[[ RECORDS PROVIDED open ]]
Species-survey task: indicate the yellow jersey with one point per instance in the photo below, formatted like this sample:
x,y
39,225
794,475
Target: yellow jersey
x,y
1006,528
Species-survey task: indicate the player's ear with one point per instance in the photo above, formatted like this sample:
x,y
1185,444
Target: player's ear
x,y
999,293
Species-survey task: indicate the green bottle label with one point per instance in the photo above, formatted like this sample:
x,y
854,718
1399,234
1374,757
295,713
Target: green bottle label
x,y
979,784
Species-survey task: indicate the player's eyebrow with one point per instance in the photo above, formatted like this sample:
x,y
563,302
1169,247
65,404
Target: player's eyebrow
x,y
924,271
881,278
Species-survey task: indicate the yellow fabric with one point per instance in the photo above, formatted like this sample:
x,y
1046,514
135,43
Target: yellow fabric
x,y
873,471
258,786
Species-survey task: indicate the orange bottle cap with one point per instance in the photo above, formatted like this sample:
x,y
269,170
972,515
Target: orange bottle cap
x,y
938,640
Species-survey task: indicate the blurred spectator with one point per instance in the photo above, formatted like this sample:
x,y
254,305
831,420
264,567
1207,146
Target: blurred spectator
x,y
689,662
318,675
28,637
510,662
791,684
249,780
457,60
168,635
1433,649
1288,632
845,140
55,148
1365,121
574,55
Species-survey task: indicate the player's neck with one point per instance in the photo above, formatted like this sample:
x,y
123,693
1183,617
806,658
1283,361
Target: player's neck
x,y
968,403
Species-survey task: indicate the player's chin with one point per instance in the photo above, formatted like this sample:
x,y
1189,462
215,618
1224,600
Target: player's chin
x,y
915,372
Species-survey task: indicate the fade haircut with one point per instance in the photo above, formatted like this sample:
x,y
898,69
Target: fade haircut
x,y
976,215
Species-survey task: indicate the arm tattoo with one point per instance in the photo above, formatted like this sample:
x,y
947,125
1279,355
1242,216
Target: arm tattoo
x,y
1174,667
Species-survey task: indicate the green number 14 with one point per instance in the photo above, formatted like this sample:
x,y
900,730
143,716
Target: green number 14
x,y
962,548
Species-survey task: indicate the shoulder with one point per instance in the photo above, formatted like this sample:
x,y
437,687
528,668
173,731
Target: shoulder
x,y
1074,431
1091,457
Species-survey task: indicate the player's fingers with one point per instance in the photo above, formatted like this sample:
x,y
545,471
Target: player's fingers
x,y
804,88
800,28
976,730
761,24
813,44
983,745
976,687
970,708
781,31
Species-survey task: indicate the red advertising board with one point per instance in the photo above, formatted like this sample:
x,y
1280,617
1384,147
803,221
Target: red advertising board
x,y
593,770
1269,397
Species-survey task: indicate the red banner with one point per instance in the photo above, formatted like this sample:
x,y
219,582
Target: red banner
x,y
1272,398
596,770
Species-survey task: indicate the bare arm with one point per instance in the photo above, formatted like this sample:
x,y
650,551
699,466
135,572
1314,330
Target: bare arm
[[ RECORDS PROVIDED closed ]]
**WHAT YOU NEED TO DO**
Look back at the records above. Repeat all of them exactly.

**ANSWER SPACE**
Species-survey task: indicate the yellow jersey with one point per instance in the photo below, formatted like this sample:
x,y
39,225
794,475
Target: yellow jersey
x,y
1006,528
Species-survey task: indicate the player's ear with one point per instance in the photo above, formatted like this sample:
x,y
1185,444
Target: player's ear
x,y
999,293
Species-survey task: indicate the green bottle label with one point per instance in the photo above, formatted like this sample:
x,y
854,718
1399,234
1374,757
295,713
Target: green bottle label
x,y
979,784
Species-survey task: indicate the player's eyebrow with one point per instance in the photo above, formatted like this sample:
x,y
563,302
1169,247
65,404
Target: player's eyebrow
x,y
924,271
881,278
Species-survey task: indicate the yellow fabric with one point per instance in the photo above, formatted like this sample:
x,y
1046,514
135,43
Target: yellow fabric
x,y
873,471
258,786
Species-survey task: indicate the orange bottle cap with one point per instance in the photo above, formatted like this sample:
x,y
269,170
972,515
Target: orange bottle cap
x,y
938,640
Species-survey task: indicate the blurred spectator with one point per instance in the photo above, formatted like this sample:
x,y
254,305
831,420
264,567
1207,146
Target: blurred spectator
x,y
689,662
318,675
28,637
510,662
791,684
249,780
457,60
168,635
1433,649
1288,632
845,140
55,148
1365,121
574,55
Species-survey task: indicate the player's neck with one point per instance in the photo above, formatted like this sample:
x,y
123,693
1183,617
806,658
1283,361
Target: player's neck
x,y
968,403
Species-survey task: indicate the player's chin with one point per instance in the photo above, formatted like this sample:
x,y
1189,462
215,618
1224,600
Target: player's chin
x,y
915,372
Species-survey task: indicate the fade haircut with one point per instance in the photo above, formatted like this sample:
x,y
898,69
Target: fade haircut
x,y
976,215
Species-survey task: indicate the arm tattoo with one point per instance in the photo above, formatted like this sample:
x,y
947,125
1279,355
1242,216
Target: arm tattoo
x,y
1174,667
Species-survey task: indicate the green number 14 with one point per instance in the photo above, formatted like this sample:
x,y
900,730
143,716
Target: green number 14
x,y
962,548
Species-survey task: indicate the shoulder with one point per instance in the photo above, formatted like this sample:
x,y
437,687
528,668
173,731
Target: shoulder
x,y
1074,431
1091,457
Species-survey task: indicate the player's fingers with one point per instance in the photo above, formatted like this sample:
x,y
545,471
Target: player's fingers
x,y
804,88
800,28
976,730
761,24
813,44
983,745
976,687
970,708
781,31
Species-survey task: indicate the red advertising board with one point per instance in the photo above, formatted like this sample:
x,y
1280,617
1384,147
803,221
Target: red advertising board
x,y
593,770
1269,397
Species-survey task: indicate the red banner with one point per instance in the photo above, formatted like this sample:
x,y
219,582
Target: red banner
x,y
1272,398
596,770
Species-survey task: indicate the bare arm with one point per instance in the photo above, formatted like this sample:
x,y
650,551
699,466
135,572
1314,330
Target: bare arm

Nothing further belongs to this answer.